===== Data in this exercise =====

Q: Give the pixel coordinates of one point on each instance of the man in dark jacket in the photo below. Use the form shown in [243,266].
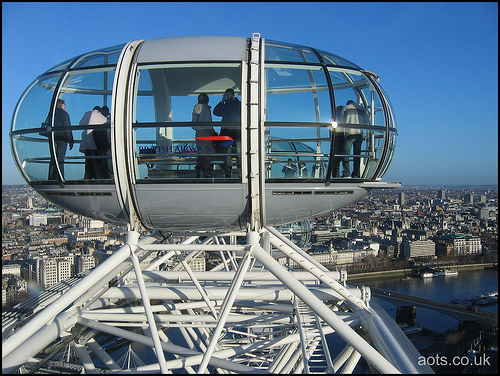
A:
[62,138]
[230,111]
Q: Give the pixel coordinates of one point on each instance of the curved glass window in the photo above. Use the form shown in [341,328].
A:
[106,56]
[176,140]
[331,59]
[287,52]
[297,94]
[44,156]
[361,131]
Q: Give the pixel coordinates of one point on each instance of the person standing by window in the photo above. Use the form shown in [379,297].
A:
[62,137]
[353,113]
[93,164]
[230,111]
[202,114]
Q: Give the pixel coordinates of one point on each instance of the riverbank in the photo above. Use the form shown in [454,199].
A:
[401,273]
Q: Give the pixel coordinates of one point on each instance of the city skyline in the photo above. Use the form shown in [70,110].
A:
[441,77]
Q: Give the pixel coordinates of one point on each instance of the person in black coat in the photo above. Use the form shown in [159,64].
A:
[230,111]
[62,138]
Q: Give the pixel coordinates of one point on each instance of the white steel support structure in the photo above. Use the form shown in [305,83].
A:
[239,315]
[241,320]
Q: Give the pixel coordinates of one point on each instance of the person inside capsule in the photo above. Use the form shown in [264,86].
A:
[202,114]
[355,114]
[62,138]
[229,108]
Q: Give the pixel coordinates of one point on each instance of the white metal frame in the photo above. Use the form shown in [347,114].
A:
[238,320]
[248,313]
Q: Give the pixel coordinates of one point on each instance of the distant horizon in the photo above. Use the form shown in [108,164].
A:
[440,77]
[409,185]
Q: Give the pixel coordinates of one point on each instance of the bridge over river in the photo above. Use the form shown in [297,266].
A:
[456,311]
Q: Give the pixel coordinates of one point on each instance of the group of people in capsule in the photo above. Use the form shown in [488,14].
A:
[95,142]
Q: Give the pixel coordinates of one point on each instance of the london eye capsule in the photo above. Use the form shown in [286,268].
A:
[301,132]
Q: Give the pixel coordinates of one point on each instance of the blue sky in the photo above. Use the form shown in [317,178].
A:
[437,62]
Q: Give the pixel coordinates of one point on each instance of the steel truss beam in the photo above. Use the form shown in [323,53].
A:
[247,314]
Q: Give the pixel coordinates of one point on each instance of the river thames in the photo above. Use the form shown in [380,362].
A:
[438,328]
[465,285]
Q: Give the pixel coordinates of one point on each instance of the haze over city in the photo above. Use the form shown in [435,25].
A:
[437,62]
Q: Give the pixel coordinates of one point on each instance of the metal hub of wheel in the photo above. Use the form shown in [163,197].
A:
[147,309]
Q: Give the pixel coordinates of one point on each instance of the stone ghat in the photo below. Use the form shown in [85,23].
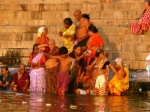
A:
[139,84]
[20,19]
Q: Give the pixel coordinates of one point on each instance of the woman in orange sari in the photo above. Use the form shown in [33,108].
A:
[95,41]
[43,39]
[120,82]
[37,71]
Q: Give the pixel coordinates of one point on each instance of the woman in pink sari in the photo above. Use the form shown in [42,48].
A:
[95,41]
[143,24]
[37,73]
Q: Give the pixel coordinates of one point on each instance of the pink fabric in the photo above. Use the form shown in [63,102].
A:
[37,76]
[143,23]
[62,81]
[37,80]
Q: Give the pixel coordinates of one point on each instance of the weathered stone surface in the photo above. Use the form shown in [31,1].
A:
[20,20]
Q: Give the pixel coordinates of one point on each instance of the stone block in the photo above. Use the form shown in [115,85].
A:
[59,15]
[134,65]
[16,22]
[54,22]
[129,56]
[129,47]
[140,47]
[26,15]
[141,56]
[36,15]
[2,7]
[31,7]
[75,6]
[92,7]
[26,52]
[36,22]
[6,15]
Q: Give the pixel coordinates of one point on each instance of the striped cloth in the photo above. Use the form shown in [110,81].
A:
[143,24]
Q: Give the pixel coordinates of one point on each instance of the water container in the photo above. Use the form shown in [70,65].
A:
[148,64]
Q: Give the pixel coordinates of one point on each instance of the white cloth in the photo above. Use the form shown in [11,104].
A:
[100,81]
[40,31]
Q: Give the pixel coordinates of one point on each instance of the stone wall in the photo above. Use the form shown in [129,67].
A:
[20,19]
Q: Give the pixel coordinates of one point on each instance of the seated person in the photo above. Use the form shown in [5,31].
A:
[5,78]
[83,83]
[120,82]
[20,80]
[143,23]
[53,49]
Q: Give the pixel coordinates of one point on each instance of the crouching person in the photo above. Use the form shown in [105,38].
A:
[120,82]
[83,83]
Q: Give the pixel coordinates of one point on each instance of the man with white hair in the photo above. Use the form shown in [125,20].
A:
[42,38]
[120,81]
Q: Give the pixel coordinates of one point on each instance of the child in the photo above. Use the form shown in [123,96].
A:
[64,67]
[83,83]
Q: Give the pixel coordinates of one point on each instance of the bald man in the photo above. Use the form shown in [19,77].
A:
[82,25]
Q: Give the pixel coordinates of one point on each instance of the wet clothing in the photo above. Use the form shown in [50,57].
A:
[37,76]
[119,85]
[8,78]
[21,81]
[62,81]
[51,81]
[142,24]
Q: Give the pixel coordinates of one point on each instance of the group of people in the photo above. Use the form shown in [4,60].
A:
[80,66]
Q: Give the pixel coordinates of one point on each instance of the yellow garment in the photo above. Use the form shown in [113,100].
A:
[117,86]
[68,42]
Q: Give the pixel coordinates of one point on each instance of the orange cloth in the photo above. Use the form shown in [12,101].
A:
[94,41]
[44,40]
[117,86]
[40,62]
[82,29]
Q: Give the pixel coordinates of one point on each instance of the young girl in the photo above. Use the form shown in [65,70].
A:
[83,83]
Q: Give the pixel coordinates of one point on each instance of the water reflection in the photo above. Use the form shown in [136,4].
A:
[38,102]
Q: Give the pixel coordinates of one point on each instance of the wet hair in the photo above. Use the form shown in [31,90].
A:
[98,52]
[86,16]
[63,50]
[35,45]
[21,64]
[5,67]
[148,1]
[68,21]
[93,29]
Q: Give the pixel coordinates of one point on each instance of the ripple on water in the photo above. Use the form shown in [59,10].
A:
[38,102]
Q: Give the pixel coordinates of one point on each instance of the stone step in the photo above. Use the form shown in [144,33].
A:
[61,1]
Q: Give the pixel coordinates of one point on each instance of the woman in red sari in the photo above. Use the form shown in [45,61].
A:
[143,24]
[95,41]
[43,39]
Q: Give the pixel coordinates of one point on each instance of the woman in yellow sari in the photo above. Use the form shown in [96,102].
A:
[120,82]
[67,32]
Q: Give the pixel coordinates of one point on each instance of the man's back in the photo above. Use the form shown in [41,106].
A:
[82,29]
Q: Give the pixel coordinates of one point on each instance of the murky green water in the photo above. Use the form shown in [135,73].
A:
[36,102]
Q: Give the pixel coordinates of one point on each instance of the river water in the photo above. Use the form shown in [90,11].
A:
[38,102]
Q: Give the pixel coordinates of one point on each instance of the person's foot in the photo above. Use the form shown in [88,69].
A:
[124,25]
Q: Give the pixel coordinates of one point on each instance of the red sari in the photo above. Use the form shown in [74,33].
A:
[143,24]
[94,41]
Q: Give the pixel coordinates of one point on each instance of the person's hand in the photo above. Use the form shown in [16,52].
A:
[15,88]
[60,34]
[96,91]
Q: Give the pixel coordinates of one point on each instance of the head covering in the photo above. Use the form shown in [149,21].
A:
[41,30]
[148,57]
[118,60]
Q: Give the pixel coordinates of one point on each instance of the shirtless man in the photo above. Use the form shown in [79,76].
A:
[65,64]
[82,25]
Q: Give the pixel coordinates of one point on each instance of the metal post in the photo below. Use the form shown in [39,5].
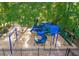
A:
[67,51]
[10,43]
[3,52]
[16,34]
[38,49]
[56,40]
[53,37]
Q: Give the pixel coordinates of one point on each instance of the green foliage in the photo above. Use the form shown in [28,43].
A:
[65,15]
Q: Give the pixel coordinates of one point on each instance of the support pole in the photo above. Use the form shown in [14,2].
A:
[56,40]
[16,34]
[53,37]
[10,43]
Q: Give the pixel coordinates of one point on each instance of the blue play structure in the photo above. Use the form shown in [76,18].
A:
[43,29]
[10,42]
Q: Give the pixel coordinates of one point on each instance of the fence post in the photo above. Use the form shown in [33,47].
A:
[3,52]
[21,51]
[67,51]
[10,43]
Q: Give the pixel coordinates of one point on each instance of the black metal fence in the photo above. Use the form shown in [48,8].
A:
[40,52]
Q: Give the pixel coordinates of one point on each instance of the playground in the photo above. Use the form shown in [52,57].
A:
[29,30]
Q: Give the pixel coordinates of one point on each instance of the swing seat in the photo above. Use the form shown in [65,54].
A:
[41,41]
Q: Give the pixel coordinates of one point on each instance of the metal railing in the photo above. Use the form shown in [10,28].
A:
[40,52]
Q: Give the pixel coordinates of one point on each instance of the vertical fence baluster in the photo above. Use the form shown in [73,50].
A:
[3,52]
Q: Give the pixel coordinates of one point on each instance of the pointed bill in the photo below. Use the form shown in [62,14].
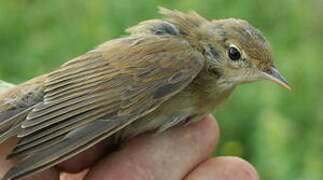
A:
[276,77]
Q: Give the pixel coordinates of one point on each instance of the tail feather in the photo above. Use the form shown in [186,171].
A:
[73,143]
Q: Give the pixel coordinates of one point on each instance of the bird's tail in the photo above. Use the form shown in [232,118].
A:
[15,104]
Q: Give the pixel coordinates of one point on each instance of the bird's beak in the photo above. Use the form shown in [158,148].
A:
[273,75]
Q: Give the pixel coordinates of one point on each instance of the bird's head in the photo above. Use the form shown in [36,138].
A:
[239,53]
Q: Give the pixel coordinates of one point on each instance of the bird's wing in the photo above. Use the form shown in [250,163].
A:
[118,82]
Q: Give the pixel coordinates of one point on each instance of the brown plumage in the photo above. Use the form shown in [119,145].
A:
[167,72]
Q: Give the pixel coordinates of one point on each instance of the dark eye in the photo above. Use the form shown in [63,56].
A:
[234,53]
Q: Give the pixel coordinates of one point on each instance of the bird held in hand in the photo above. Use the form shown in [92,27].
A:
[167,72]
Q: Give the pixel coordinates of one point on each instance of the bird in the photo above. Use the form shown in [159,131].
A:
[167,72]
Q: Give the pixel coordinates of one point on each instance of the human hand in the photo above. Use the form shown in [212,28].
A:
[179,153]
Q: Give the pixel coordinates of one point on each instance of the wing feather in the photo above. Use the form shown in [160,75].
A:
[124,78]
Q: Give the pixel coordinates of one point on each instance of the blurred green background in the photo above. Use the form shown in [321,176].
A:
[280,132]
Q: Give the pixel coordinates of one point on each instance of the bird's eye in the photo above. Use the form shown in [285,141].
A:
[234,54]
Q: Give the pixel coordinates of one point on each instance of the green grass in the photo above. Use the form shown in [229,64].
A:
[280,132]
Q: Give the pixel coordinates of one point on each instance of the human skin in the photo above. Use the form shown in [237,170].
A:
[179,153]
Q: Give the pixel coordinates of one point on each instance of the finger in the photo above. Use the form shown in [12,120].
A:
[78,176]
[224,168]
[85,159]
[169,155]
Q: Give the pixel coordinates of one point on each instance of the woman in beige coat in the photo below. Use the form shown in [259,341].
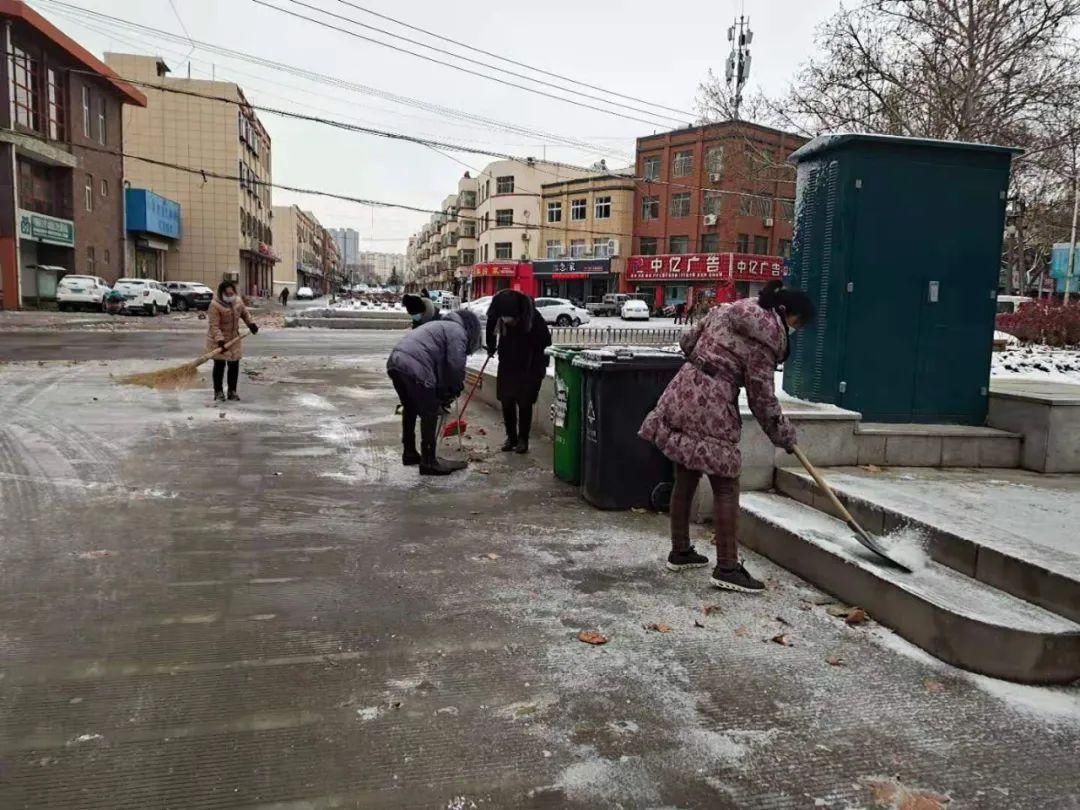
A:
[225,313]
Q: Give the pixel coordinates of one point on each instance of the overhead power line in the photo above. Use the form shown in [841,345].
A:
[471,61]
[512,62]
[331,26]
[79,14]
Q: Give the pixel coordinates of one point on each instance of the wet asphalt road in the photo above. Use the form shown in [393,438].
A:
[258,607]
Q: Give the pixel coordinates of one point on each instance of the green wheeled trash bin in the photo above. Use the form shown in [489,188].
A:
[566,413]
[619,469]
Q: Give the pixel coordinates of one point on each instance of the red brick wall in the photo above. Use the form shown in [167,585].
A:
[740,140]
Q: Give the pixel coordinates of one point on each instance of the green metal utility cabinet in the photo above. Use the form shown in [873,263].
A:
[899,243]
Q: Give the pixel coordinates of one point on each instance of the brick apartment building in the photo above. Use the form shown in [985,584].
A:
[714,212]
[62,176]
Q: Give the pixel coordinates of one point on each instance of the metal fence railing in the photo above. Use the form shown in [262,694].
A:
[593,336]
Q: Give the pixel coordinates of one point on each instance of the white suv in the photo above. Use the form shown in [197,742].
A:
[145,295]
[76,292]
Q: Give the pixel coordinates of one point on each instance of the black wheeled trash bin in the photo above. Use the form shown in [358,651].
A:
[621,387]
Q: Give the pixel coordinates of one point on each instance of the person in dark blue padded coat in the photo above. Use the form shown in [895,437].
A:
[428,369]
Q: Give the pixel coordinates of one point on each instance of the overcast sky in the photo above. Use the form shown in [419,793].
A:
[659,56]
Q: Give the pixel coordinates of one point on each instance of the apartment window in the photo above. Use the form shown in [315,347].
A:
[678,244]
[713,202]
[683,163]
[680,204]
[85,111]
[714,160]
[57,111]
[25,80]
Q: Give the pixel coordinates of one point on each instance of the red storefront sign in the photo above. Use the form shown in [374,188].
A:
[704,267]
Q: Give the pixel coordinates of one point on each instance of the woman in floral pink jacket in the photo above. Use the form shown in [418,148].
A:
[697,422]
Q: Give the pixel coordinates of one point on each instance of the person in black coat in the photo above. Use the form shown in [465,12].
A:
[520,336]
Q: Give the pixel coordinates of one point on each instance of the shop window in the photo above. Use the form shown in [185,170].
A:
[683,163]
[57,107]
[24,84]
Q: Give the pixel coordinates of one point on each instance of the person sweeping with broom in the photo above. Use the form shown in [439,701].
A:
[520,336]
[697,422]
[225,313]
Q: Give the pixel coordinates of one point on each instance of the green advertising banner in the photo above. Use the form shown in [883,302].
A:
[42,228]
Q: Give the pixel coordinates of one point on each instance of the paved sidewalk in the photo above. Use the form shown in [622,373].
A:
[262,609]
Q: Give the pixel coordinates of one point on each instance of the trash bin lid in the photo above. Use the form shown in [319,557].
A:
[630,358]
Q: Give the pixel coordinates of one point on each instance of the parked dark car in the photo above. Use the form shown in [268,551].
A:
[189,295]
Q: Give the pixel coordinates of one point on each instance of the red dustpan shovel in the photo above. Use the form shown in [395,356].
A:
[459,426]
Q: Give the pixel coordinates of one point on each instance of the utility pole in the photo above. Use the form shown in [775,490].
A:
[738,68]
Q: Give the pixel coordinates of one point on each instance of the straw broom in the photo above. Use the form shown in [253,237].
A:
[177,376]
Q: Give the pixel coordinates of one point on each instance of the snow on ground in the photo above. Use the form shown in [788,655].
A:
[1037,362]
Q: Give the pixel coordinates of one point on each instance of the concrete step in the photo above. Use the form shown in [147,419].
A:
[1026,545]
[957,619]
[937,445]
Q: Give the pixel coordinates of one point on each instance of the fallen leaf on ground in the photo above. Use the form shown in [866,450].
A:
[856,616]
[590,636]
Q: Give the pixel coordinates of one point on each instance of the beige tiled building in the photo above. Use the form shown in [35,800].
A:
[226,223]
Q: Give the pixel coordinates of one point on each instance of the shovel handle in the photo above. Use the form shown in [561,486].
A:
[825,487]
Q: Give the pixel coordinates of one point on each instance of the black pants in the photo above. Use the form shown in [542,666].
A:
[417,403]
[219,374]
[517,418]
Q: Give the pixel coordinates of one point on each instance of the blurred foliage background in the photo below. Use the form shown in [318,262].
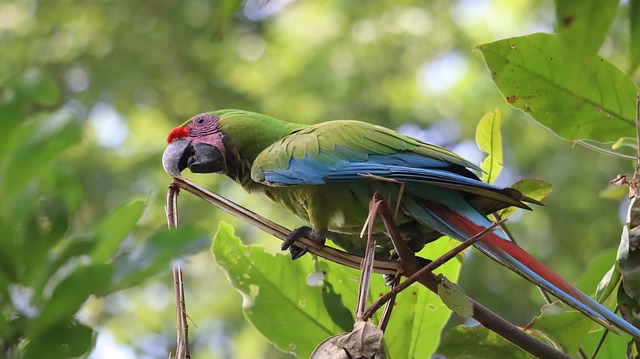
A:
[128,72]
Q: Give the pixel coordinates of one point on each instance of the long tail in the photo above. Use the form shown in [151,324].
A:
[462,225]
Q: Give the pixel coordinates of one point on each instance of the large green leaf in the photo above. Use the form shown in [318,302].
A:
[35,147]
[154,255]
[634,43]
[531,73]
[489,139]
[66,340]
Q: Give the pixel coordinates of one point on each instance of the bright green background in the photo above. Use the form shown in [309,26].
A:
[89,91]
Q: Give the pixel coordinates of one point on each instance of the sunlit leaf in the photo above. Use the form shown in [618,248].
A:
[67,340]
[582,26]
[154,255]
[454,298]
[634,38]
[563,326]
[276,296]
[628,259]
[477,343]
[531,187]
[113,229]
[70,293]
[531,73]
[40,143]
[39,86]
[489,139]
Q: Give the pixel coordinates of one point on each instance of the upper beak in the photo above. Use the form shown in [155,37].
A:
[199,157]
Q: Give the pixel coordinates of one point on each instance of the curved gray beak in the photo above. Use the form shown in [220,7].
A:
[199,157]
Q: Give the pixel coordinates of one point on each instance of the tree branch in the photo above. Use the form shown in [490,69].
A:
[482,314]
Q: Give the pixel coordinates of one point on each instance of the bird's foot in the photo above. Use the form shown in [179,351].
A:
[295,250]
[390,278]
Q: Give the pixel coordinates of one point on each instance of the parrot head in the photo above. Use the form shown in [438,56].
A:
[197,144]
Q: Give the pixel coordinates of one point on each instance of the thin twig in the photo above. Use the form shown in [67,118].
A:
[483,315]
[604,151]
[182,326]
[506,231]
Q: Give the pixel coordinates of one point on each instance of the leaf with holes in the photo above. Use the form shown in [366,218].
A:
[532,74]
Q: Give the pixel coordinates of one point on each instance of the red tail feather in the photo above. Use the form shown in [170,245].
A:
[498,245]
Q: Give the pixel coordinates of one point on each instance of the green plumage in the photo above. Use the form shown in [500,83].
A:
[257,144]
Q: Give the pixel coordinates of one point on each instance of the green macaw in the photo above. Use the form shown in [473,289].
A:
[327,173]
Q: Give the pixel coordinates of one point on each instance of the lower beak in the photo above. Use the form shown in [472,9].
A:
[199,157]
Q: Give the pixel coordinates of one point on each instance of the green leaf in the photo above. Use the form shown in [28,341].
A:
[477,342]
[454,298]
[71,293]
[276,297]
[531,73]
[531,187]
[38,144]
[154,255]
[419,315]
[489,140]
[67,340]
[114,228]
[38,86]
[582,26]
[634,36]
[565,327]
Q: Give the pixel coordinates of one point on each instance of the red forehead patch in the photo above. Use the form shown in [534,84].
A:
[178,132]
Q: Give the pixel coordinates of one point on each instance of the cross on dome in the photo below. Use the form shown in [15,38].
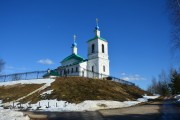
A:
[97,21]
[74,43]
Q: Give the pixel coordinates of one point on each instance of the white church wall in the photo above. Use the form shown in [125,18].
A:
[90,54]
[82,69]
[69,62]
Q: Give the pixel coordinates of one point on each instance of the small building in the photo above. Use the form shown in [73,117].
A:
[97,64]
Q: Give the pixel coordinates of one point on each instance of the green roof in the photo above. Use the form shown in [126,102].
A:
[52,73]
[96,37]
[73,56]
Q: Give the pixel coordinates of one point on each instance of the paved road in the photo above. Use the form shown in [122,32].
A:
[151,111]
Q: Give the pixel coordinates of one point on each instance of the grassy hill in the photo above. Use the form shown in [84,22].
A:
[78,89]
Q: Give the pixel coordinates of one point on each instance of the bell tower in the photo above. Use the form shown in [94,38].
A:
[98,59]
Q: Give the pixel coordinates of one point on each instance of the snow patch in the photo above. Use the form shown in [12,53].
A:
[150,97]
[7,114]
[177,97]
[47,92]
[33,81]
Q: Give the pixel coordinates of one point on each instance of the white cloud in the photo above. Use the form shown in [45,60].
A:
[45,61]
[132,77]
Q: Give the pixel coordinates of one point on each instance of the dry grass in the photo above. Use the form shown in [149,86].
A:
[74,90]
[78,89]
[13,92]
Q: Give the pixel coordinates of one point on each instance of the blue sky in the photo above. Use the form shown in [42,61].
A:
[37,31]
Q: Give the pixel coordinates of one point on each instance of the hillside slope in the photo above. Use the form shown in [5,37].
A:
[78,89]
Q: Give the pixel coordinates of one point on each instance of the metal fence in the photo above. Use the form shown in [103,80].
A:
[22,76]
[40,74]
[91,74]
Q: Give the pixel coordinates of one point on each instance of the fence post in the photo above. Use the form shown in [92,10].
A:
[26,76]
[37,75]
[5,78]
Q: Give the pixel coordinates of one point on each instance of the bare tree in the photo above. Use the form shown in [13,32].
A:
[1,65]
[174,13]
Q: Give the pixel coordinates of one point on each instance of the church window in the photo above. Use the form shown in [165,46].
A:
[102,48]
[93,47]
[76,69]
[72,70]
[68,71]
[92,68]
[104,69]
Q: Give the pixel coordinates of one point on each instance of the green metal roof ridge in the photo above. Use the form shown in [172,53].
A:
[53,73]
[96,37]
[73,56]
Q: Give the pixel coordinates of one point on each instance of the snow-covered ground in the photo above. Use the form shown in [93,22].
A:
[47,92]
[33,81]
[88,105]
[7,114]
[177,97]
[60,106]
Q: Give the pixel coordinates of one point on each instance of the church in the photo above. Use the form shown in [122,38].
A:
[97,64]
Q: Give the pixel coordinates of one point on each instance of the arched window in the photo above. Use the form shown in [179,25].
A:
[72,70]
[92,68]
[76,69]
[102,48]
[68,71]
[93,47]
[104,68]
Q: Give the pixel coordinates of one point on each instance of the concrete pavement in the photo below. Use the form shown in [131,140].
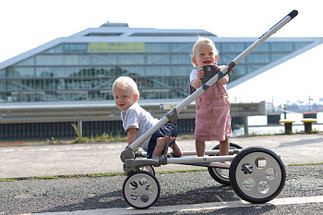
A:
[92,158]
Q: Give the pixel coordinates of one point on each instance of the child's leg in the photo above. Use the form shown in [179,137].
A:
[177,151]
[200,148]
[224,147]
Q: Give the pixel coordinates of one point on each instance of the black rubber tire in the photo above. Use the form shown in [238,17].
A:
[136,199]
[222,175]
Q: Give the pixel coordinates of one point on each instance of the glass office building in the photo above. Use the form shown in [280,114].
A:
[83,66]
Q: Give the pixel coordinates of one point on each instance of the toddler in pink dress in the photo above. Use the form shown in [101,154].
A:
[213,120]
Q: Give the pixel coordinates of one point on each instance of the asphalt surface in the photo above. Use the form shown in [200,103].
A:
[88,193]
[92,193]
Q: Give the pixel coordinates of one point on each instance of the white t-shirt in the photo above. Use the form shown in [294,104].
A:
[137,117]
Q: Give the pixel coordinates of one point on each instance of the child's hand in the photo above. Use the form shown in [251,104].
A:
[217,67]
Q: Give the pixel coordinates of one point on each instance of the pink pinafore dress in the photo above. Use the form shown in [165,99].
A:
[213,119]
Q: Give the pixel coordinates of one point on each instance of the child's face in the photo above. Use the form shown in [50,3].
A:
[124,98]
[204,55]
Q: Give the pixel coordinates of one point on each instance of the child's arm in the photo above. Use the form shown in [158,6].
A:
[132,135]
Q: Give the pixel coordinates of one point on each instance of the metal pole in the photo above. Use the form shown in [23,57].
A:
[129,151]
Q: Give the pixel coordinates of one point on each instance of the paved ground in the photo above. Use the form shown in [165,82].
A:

=====

Instructions for the task
With pictures removed, write out exactly each line of the entries from the first through the line that holds "shown in [341,328].".

Solution
Q: Give the pixel coordinates of one point on each instance of the man in dark jacket in the photo below. Use the form shown in [243,266].
A:
[62,138]
[230,111]
Q: Give the pixel coordinates of one point on each instance of the curved glass window in the photo above. Use the form shown in [341,328].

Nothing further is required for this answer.